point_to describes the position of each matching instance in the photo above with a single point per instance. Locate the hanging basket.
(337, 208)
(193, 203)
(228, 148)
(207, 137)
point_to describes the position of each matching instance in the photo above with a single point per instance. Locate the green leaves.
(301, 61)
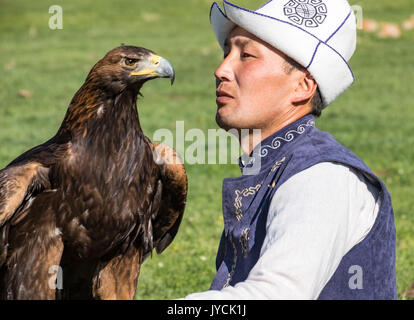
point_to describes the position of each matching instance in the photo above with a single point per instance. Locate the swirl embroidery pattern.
(239, 196)
(289, 136)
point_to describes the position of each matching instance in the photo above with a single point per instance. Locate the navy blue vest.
(246, 202)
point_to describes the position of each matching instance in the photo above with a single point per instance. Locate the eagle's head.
(128, 68)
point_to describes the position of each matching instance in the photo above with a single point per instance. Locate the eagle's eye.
(130, 62)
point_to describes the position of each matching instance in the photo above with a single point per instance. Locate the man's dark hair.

···

§ **BRIEF**
All lines from the one that holds "the eagle's eye." through the end of the material, both ends included, should be restated exactly.

§ **ANSWER TO THE PROBLEM**
point_to describes the position of each matching instance in the photo above with a single point per instance. Locate the eagle's eye.
(130, 62)
point_to describes the position of each matching instance in the photo above with a single point per instance. Locate the man's dark hair.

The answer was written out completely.